TASK:
Please pull out every line of the rows below that holds the word "wooden" and copy each one.

Annotated coordinate rows:
— begin —
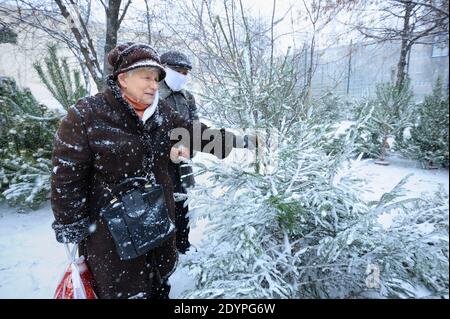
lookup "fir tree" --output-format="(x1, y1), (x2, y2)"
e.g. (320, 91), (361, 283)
(355, 80), (414, 164)
(34, 45), (87, 110)
(0, 78), (61, 208)
(405, 79), (449, 168)
(178, 124), (448, 298)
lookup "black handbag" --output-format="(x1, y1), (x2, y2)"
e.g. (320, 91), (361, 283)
(100, 177), (175, 260)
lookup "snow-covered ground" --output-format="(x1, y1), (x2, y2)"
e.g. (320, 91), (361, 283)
(0, 157), (449, 298)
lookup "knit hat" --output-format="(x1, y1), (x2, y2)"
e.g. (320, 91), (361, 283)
(161, 51), (192, 70)
(108, 42), (166, 81)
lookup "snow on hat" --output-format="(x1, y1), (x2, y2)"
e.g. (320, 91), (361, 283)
(108, 42), (166, 81)
(161, 51), (192, 70)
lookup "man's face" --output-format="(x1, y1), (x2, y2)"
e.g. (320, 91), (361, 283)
(118, 68), (159, 104)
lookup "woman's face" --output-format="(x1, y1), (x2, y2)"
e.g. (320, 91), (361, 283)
(118, 68), (159, 104)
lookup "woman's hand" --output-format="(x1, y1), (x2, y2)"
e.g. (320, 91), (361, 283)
(170, 145), (190, 164)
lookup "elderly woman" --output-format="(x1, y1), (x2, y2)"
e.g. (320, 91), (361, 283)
(51, 43), (253, 298)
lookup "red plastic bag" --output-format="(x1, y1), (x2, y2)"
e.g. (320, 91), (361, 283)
(53, 245), (97, 299)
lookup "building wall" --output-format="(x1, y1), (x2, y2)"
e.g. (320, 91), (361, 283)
(312, 38), (449, 102)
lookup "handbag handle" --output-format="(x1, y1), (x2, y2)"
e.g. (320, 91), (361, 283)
(111, 177), (155, 196)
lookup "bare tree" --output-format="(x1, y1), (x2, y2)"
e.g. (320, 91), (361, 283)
(356, 0), (449, 87)
(0, 0), (131, 91)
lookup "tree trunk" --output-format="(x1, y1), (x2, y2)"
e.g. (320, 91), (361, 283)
(395, 2), (415, 88)
(55, 0), (103, 90)
(102, 0), (122, 89)
(145, 0), (152, 45)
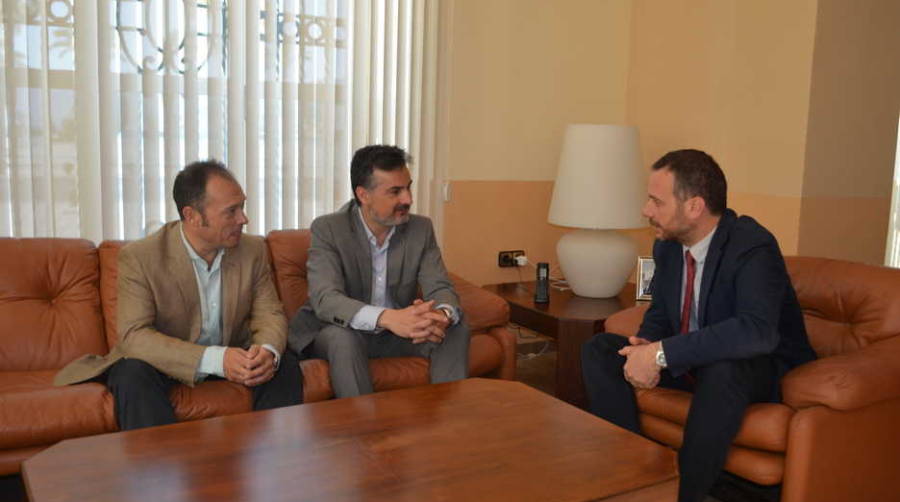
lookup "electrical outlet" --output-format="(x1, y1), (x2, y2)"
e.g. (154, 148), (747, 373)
(497, 249), (525, 267)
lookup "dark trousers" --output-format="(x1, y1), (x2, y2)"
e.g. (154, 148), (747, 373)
(581, 333), (779, 502)
(106, 350), (303, 430)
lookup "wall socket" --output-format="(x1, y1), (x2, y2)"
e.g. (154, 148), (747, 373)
(497, 249), (525, 267)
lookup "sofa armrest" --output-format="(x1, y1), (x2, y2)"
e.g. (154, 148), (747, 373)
(603, 303), (650, 336)
(450, 273), (509, 333)
(781, 336), (900, 411)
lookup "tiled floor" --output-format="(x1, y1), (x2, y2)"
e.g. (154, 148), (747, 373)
(0, 325), (767, 502)
(509, 324), (777, 502)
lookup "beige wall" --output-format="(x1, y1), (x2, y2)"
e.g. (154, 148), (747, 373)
(799, 0), (900, 264)
(438, 0), (631, 284)
(627, 0), (816, 254)
(438, 0), (900, 284)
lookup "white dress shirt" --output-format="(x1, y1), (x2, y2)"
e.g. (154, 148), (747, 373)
(350, 211), (459, 331)
(179, 227), (281, 381)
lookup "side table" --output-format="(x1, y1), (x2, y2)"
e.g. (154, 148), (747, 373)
(484, 281), (635, 408)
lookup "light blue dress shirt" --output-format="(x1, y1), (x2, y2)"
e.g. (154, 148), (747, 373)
(179, 227), (279, 381)
(679, 227), (718, 331)
(350, 211), (459, 331)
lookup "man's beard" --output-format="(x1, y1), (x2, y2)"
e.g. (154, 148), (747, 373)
(648, 217), (692, 243)
(371, 204), (410, 227)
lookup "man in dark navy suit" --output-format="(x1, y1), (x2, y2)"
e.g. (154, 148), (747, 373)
(582, 150), (815, 502)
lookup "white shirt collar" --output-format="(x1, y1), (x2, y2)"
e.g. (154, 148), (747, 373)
(681, 225), (719, 264)
(178, 223), (225, 270)
(356, 207), (397, 251)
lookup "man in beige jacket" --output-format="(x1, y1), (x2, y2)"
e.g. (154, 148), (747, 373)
(56, 161), (302, 430)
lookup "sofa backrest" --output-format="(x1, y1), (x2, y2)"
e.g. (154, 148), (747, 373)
(0, 238), (107, 371)
(785, 256), (900, 357)
(266, 229), (312, 319)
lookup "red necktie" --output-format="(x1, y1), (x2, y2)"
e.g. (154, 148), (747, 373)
(681, 249), (697, 334)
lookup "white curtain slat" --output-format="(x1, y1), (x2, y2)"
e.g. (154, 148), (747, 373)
(317, 0), (338, 213)
(261, 0), (283, 233)
(368, 0), (384, 146)
(422, 0), (446, 226)
(226, 3), (246, 187)
(141, 69), (165, 232)
(244, 0), (265, 234)
(162, 2), (182, 221)
(297, 13), (316, 228)
(281, 0), (298, 228)
(0, 2), (10, 236)
(206, 0), (225, 161)
(392, 0), (412, 150)
(4, 10), (25, 237)
(116, 1), (149, 240)
(406, 0), (431, 212)
(381, 0), (397, 145)
(119, 73), (149, 240)
(183, 0), (200, 165)
(75, 2), (103, 244)
(97, 0), (122, 239)
(347, 0), (372, 150)
(28, 2), (56, 235)
(0, 0), (437, 242)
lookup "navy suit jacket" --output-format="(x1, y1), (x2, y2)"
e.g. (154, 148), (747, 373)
(638, 209), (816, 377)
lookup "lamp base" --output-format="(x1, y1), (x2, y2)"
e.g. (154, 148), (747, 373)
(556, 230), (637, 298)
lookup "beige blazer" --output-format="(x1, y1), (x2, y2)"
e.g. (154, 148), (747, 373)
(54, 221), (287, 386)
(288, 201), (462, 354)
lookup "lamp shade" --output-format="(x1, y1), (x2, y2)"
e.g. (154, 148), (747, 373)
(548, 124), (646, 229)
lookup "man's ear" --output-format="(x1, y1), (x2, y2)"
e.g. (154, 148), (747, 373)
(687, 196), (706, 218)
(353, 185), (369, 205)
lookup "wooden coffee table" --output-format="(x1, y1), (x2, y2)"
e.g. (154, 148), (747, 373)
(23, 379), (677, 502)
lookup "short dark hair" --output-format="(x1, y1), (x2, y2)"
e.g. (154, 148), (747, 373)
(172, 159), (237, 220)
(350, 145), (412, 204)
(653, 150), (728, 215)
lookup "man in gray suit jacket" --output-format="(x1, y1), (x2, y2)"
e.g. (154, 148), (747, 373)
(288, 145), (469, 397)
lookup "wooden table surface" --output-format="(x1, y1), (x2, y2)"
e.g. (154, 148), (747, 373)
(23, 379), (677, 502)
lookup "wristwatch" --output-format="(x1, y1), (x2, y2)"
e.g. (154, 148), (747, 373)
(656, 344), (667, 368)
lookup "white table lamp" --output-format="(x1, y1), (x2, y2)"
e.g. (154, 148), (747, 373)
(548, 124), (647, 298)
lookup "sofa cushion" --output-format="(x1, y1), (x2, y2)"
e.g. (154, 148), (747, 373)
(266, 229), (312, 319)
(0, 238), (107, 371)
(785, 256), (900, 358)
(0, 370), (116, 449)
(637, 388), (794, 453)
(449, 273), (509, 333)
(169, 380), (253, 422)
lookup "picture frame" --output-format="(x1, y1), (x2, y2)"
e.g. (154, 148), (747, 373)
(635, 256), (656, 301)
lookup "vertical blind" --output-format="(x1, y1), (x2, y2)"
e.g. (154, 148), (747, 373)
(0, 0), (437, 242)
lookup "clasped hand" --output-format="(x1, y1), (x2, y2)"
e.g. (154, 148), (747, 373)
(378, 299), (450, 343)
(619, 336), (660, 389)
(222, 345), (275, 387)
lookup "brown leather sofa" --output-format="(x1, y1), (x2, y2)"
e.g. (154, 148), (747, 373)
(606, 257), (900, 502)
(0, 230), (515, 475)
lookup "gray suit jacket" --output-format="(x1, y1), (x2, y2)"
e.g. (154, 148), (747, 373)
(288, 201), (459, 354)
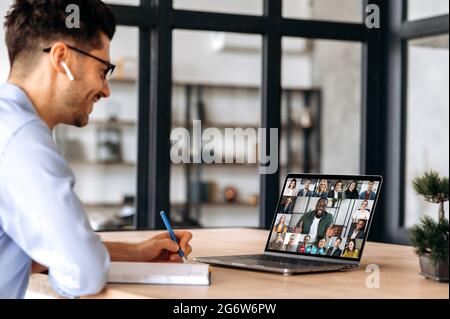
— end —
EXPECTED ANSWER:
lookup "wooden coffee table" --output-format="(x1, y1), (x2, y2)"
lookup "wooden table surface" --output-format="(x1, y1), (x2, y2)"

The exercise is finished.